- [PASSAGE TO READ]:
When the legal representatives of a deceased plaintiff are already on record in their individual capacity, a mere note under Order XXII Rule 2 C.P.C. is sufficient. As noticed earlier, in the proceedings before the competent authority, sons, daughters and grandchildren of Attili Narasayyamma were already on record in their individual capacity. While so, the first respondent cannot complain of any prejudice being caused due to formal non-impleading of legal representatives of deceased Attili Narasayyamma or non-serving of formal notice upon the legal representatives of deceased Attili Narasayyamma.
20. In the review petition, in our view, the High Court ignored the sequence of events and the full participation of sons, daughters and the grandchildren including the first respondent before the competent authority. Court of review has only a limited jurisdiction circumscribed by the definitive limits fixed by the language used in Order XLVII Rule 1 C.P.C. It may allow a review on three specified grounds, namely :-
(i) discovery of new and important matter or evidence, which after the exercise of due diligence, was not within the applicant’s knowledge or could not be produced by him at the time when the decree was passed or order was made;
(ii) mistake or error apparent on the face of the record; or
(iii) for any other sufficient reason. Application for review on the ground of discovery of new material should be considered with great caution and should not be granted very lightly.
21. Factum of death of Attili Narasayyamma on 15.9.1977 and plea as to non-impleading of legal representatives in the proceedings before the competent authority was raised at all stages i.e. before the appellate authority as well as before the single Judge and also in the writ appeal. Considering the participation of sons, daughters and grandchildren of Attili Narasayyamma before the competent authority, the appellate authority as well as the learned single Judge (Writ Petition No.18340/2001) held that the legal representatives of Attili Narasayyamma had sufficient opportunity of putting forth their objections on behalf of Attili Narasayyamma and the order passed by the competent authority does not suffer from any illegality.

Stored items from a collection
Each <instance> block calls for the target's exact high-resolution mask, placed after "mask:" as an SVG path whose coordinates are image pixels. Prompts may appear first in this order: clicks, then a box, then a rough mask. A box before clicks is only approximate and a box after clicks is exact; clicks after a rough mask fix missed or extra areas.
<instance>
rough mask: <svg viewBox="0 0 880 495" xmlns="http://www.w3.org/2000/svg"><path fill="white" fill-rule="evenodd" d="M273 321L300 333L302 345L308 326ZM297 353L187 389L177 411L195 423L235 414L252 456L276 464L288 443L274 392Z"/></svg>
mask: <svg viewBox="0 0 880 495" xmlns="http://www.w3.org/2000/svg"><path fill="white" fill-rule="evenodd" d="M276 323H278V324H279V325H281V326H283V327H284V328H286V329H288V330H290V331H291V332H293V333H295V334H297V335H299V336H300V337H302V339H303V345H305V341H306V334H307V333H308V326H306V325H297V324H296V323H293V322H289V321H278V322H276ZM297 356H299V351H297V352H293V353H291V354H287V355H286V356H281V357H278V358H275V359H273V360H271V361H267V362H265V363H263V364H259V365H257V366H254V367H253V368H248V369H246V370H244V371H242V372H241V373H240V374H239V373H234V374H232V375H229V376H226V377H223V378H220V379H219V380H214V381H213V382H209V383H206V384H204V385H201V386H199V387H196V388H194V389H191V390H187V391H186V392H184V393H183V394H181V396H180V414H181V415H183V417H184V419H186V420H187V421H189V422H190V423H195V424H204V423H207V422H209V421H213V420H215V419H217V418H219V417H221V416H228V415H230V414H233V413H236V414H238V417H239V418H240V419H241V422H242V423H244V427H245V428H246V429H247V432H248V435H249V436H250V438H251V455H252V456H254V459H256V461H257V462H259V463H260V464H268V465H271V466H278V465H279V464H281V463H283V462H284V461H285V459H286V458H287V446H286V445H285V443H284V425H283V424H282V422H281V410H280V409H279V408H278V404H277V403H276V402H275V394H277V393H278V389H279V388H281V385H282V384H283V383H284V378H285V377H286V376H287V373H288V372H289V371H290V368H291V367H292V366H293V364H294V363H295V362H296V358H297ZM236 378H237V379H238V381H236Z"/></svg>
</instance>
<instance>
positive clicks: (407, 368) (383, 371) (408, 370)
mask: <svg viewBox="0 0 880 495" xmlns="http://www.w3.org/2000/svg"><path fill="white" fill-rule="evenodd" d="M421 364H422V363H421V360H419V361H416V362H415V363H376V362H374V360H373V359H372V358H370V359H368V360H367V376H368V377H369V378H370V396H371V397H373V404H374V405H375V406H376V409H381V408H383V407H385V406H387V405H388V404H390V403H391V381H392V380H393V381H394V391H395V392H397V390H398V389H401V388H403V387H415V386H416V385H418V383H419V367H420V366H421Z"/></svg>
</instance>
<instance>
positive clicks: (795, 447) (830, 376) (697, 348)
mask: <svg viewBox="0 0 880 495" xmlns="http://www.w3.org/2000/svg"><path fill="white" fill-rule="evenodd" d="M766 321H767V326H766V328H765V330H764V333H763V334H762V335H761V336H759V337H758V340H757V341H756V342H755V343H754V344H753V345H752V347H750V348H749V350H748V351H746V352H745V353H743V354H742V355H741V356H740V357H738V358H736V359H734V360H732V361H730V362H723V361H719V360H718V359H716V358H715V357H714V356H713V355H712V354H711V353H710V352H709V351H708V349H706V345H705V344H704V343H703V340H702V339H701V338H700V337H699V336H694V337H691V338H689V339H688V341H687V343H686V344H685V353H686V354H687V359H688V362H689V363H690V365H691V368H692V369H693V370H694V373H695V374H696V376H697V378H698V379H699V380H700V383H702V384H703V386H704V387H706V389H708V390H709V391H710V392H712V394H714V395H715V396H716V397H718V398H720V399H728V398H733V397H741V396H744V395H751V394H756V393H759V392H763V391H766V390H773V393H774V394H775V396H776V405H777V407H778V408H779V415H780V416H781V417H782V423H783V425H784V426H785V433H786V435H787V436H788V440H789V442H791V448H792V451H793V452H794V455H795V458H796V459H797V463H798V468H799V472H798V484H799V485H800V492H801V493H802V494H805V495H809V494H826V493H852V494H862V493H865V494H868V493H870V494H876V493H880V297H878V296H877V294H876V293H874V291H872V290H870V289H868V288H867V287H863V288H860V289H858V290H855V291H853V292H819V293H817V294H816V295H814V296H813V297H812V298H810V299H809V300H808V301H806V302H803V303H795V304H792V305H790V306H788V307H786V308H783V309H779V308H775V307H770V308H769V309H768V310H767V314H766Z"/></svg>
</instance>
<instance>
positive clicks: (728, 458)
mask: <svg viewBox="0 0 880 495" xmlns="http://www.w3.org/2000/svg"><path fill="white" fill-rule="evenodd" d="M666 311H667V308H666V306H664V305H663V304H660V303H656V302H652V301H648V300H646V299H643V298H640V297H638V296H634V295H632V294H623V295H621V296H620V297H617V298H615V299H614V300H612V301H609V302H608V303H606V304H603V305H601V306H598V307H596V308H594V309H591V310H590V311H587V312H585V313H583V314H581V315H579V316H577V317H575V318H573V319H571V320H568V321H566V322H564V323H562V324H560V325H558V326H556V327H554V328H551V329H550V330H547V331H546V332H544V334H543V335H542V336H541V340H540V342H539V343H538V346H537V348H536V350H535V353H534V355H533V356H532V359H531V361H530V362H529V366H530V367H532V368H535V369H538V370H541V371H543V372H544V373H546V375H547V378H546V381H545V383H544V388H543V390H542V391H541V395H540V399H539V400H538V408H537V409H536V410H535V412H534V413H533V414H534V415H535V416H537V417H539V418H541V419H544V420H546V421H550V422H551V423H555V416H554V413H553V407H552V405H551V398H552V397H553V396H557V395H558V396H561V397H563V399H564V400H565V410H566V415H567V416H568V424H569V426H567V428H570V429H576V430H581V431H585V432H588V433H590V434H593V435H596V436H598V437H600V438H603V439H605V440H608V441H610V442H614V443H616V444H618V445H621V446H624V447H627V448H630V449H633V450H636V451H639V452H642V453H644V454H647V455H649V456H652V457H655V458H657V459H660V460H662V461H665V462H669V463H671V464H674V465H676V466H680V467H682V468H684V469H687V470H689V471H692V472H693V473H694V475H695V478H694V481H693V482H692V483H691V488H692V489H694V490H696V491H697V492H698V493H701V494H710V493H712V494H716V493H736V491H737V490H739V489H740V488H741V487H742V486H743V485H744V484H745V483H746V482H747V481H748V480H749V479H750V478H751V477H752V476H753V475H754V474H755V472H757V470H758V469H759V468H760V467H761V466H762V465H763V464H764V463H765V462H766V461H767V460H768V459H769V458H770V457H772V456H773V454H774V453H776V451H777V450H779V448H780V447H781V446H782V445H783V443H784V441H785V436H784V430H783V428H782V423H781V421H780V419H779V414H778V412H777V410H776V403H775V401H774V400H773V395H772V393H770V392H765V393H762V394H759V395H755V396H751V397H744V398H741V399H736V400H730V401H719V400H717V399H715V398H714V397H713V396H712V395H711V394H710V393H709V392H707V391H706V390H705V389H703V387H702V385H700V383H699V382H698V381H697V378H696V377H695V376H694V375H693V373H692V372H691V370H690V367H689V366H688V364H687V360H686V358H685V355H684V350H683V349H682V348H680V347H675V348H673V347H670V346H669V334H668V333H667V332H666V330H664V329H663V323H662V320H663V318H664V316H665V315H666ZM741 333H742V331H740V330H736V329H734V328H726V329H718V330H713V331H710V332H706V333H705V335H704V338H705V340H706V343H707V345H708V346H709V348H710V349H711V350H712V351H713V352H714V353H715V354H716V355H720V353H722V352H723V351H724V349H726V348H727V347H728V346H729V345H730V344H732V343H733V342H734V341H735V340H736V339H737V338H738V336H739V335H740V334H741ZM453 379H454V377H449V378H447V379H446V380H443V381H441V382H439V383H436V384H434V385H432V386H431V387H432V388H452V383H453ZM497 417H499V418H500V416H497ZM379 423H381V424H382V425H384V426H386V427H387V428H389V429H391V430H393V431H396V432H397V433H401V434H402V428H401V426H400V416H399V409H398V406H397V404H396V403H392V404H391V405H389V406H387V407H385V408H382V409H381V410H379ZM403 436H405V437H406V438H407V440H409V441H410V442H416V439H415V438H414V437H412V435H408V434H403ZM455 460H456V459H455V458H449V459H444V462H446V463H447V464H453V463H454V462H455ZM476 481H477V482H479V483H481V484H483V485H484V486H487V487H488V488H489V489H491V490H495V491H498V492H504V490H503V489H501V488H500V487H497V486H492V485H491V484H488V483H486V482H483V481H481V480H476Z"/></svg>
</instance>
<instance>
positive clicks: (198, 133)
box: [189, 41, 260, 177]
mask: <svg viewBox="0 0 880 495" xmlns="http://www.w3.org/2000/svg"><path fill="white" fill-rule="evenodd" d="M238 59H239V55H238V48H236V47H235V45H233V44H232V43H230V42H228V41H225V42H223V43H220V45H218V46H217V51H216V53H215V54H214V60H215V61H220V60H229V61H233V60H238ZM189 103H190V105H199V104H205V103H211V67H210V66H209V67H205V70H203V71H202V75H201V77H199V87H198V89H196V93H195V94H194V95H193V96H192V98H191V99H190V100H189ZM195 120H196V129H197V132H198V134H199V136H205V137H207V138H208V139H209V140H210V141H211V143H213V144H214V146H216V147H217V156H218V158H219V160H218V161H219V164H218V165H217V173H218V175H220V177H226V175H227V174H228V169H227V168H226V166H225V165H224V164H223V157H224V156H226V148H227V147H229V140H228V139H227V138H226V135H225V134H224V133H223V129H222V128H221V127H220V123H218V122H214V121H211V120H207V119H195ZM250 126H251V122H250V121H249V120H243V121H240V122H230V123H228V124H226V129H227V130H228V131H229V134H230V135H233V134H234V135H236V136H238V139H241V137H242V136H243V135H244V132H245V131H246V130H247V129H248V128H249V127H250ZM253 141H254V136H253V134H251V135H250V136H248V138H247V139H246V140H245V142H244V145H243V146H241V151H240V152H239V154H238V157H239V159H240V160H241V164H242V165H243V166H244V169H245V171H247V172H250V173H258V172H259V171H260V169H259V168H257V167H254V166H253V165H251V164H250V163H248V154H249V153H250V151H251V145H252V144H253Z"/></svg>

- [TASK 1]:
Reproduce the court passage on legal representatives and review jurisdiction in full, with every word unchanged.
- [TASK 2]:
Rewrite the records from their first line through the line containing "rough mask: <svg", changing "exact" to "precise" and leaving the rest untouched.

- [ANSWER 1]:
When the legal representatives of a deceased plaintiff are already on record in their individual capacity, a mere note under Order XXII Rule 2 C.P.C. is sufficient. As noticed earlier, in the proceedings before the competent authority, sons, daughters and grandchildren of Attili Narasayyamma were already on record in their individual capacity. While so, the first respondent cannot complain of any prejudice being caused due to formal non-impleading of legal representatives of deceased Attili Narasayyamma or non-serving of formal notice upon the legal representatives of deceased Attili Narasayyamma.
20. In the review petition, in our view, the High Court ignored the sequence of events and the full participation of sons, daughters and the grandchildren including the first respondent before the competent authority. Court of review has only a limited jurisdiction circumscribed by the definitive limits fixed by the language used in Order XLVII Rule 1 C.P.C. It may allow a review on three specified grounds, namely :-
(i) discovery of new and important matter or evidence, which after the exercise of due diligence, was not within the applicant’s knowledge or could not be produced by him at the time when the decree was passed or order was made;
(ii) mistake or error apparent on the face of the record; or
(iii) for any other sufficient reason. Application for review on the ground of discovery of new material should be considered with great caution and should not be granted very lightly.
21. Factum of death of Attili Narasayyamma on 15.9.1977 and plea as to non-impleading of legal representatives in the proceedings before the competent authority was raised at all stages i.e. before the appellate authority as well as before the single Judge and also in the writ appeal. Considering the participation of sons, daughters and grandchildren of Attili Narasayyamma before the competent authority, the appellate authority as well as the learned single Judge (Writ Petition No.18340/2001) held that the legal representatives of Attili Narasayyamma had sufficient opportunity of putting forth their objections on behalf of Attili Narasayyamma and the order passed by the competent authority does not suffer from any illegality.

- [ANSWER 2]:
Each <instance> block calls for the target's precise high-resolution mask, placed after "mask:" as an SVG path whose coordinates are image pixels. Prompts may appear first in this order: clicks, then a box, then a rough mask. A box before clicks is only approximate and a box after clicks is precise; clicks after a rough mask fix missed or extra areas.
<instance>
rough mask: <svg viewBox="0 0 880 495" xmlns="http://www.w3.org/2000/svg"><path fill="white" fill-rule="evenodd" d="M273 321L300 333L302 345L308 326ZM297 353L187 389L177 411L195 423L235 414L252 456L276 464L288 443L274 392Z"/></svg>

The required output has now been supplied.